CONTRIBUTION (SIWEL) — Dans une contribution parvenue à notre rédaction, Racid At Ali Uqasi, revient sur les événements de ces derniers jours au sein de la famille souverainiste kabyle et sur « la divergence de stratégie quant à la suite à donner au grand projet souverainiste kabyle ». Il exprime son souhait que « cette crise soit salutaire et qu’elle fera grandir davantage le considérable projet de l’état Kabyle en le menant jusqu’au bout ». Ci-dessous la contribution dans son integralité
J’avoue qu’il m’en a été difficile même après les quelques tentatives d’appeler les uns et les autres, y compris parmi les militants structurés au sein du couple MAK-GPK, mais aussi parmi ses sympathisants en Kabylie, Europe (France et Allemagne) et Amérique (USA et Canada).
Les lectures de certaines opinions émanant de quelques hommes et femmes sages dans les réseaux sociaux qui ont appelés, pour le bien de la Kabylie, à mettre fin à cette querelle, qui n’a pas eu lieu d’être, n’ont pas aidé non plus à éclairer ma lanterne.

* * * * *

Consignes de l'exercice:
(a) Recopiez fidèlement le passage de l'extrait qui débute par les mots contenant « CONTRIBUTION (SIWEL) — » et s'achève sur « (USA et Canada). ».
(b) Relevez tous les pays que l'extrait cite entre parenthèses.
Les lignes qui suivent ne sont pas nécessaires pour ce travail.

* * * * *

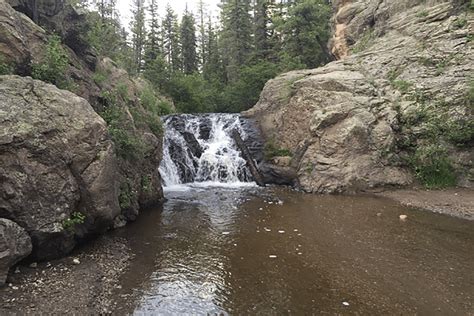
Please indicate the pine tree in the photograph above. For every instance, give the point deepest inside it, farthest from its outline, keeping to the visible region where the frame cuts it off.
(305, 32)
(170, 36)
(262, 33)
(236, 36)
(202, 34)
(138, 33)
(212, 70)
(188, 43)
(153, 42)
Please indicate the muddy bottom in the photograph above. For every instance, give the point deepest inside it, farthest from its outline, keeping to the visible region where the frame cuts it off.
(276, 251)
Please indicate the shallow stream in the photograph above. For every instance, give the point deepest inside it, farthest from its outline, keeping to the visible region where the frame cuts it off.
(248, 250)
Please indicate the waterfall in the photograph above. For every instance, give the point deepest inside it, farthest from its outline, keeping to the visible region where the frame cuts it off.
(199, 149)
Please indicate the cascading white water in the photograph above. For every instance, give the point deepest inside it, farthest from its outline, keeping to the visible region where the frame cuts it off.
(199, 149)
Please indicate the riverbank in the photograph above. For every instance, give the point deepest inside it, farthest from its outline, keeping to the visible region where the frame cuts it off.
(458, 202)
(79, 284)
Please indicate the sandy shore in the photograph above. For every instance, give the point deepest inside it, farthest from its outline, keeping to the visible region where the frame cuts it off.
(455, 202)
(80, 284)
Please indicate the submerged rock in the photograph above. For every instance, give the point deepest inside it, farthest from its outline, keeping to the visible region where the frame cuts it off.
(56, 161)
(15, 244)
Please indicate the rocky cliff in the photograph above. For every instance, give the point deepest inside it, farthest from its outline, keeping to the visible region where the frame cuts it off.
(394, 109)
(66, 172)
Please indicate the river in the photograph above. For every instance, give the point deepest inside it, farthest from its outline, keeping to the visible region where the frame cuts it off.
(211, 250)
(222, 245)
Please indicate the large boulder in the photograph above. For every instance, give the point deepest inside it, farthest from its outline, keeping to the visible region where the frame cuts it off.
(404, 66)
(21, 40)
(15, 244)
(58, 171)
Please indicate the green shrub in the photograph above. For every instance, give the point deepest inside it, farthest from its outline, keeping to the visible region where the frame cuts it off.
(53, 67)
(146, 184)
(127, 144)
(470, 95)
(364, 42)
(271, 150)
(422, 14)
(165, 107)
(76, 218)
(433, 167)
(127, 195)
(393, 74)
(460, 133)
(99, 77)
(5, 68)
(151, 103)
(459, 23)
(122, 91)
(402, 85)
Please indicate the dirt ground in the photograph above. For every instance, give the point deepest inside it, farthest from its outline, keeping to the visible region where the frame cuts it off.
(455, 202)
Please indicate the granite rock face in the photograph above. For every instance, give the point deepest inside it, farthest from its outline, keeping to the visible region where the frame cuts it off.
(346, 122)
(15, 244)
(56, 161)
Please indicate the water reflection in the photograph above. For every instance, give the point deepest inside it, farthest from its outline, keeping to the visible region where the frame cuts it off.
(276, 251)
(191, 269)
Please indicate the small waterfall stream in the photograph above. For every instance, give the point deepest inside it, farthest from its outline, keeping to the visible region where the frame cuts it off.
(199, 149)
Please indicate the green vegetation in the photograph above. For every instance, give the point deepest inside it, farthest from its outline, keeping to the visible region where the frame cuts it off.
(460, 23)
(152, 104)
(433, 167)
(53, 67)
(422, 14)
(402, 85)
(470, 94)
(100, 77)
(5, 68)
(76, 218)
(206, 66)
(429, 129)
(271, 150)
(127, 196)
(364, 42)
(147, 185)
(128, 145)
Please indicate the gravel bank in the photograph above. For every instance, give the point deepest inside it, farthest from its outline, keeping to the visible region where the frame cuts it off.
(80, 284)
(455, 202)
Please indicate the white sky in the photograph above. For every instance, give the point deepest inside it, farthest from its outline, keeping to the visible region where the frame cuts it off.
(124, 7)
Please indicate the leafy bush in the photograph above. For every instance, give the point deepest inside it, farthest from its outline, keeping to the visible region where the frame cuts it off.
(364, 42)
(459, 23)
(128, 145)
(53, 67)
(402, 85)
(122, 90)
(422, 14)
(433, 167)
(5, 68)
(76, 218)
(146, 184)
(151, 103)
(99, 77)
(271, 150)
(126, 196)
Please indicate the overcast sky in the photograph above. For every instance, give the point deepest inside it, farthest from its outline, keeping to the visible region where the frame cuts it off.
(124, 7)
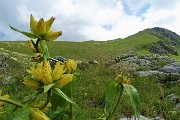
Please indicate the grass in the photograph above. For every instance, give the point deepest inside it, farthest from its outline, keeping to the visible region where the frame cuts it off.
(90, 87)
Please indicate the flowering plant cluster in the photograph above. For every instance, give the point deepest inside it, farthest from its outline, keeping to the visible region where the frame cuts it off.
(54, 81)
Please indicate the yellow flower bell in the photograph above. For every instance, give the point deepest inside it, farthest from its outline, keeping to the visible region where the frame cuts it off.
(123, 79)
(58, 71)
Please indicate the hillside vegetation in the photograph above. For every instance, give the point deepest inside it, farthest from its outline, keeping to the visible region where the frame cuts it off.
(90, 87)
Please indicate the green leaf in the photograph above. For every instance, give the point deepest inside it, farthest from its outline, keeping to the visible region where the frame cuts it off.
(28, 34)
(60, 93)
(47, 87)
(113, 91)
(23, 113)
(135, 99)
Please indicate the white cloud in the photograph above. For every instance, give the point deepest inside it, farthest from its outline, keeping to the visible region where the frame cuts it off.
(90, 19)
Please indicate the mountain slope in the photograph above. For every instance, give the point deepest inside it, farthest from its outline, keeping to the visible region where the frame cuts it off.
(155, 40)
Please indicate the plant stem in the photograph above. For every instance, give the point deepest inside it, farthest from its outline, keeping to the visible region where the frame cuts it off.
(11, 102)
(47, 100)
(117, 102)
(71, 106)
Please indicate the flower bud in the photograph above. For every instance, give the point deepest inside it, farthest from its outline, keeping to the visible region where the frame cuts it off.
(33, 24)
(58, 71)
(49, 24)
(40, 28)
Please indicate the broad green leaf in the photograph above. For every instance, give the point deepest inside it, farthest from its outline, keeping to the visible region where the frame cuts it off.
(113, 91)
(135, 99)
(57, 100)
(28, 34)
(47, 87)
(59, 115)
(23, 113)
(60, 93)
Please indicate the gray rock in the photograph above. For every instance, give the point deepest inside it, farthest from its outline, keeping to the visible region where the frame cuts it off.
(171, 68)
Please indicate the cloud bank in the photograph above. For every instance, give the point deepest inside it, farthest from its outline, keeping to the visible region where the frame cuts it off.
(82, 20)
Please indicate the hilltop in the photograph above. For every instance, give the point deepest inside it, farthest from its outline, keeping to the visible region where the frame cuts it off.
(152, 46)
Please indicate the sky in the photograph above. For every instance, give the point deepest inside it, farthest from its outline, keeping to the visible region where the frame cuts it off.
(82, 20)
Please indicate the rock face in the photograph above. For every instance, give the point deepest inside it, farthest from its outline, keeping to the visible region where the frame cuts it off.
(164, 67)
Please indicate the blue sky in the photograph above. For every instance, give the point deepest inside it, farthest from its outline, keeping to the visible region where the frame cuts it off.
(82, 20)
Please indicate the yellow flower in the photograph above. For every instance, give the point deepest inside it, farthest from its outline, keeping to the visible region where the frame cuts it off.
(42, 74)
(32, 83)
(58, 71)
(43, 29)
(67, 78)
(37, 114)
(123, 79)
(39, 103)
(70, 66)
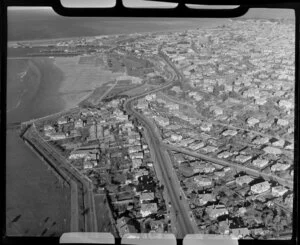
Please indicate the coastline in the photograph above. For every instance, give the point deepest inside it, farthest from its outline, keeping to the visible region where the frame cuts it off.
(46, 41)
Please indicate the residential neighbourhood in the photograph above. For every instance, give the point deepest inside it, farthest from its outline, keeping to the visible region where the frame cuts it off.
(196, 136)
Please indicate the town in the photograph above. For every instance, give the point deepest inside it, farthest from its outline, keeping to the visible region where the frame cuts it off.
(210, 111)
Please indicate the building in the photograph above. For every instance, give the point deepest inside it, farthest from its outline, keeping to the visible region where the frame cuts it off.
(137, 155)
(243, 158)
(136, 163)
(202, 181)
(272, 150)
(48, 128)
(78, 123)
(282, 122)
(162, 121)
(252, 121)
(260, 163)
(123, 226)
(57, 136)
(134, 149)
(260, 140)
(280, 167)
(205, 198)
(279, 191)
(176, 137)
(215, 211)
(279, 143)
(62, 120)
(240, 232)
(229, 132)
(260, 187)
(146, 196)
(148, 208)
(209, 149)
(224, 154)
(245, 179)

* * * * *

Ensemble des réponses:
(a)
CONTRIBUTION (SIWEL) — Dans une contribution parvenue à notre rédaction, Racid At Ali Uqasi, revient sur les événements de ces derniers jours au sein de la famille souverainiste kabyle et sur « la divergence de stratégie quant à la suite à donner au grand projet souverainiste kabyle ». Il exprime son souhait que « cette crise soit salutaire et qu’elle fera grandir davantage le considérable projet de l’état Kabyle en le menant jusqu’au bout ». Ci-dessous la contribution dans son integralité
J’avoue qu’il m’en a été difficile même après les quelques tentatives d’appeler les uns et les autres, y compris parmi les militants structurés au sein du couple MAK-GPK, mais aussi parmi ses sympathisants en Kabylie, Europe (France et Allemagne) et Amérique (USA et Canada).

(b) France, Allemagne, USA, Canada